(What you need to do): Could you reproduce the material below exactly, from the line containing "Target: vintage typewriter" through its last line, and leave out everything else?

(Supplied data):
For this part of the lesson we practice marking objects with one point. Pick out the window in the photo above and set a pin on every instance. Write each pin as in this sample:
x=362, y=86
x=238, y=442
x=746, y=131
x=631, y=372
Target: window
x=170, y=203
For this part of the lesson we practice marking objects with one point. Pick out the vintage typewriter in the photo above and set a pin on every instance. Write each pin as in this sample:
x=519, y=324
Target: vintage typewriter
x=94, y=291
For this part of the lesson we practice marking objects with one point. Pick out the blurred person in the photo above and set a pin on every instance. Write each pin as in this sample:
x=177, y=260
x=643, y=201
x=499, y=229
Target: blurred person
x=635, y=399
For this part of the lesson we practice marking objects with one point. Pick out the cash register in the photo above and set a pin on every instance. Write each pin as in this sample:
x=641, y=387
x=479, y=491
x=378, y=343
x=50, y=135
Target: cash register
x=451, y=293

(Exercise response):
Target: vintage typewriter
x=94, y=291
For this part of the lesson we practice marking objects with one point. Pick out the blurred person in the photo above and set a pin on every instance. Write each pin as in this sample:
x=177, y=260
x=643, y=201
x=499, y=229
Target: blurred person
x=635, y=399
For this part of the lesson we practice marking objects with one point. Pick out the cash register in the photo above and set a pin on every instance. Write each pin as in this sample:
x=641, y=387
x=479, y=491
x=378, y=343
x=50, y=135
Target: cash register
x=451, y=293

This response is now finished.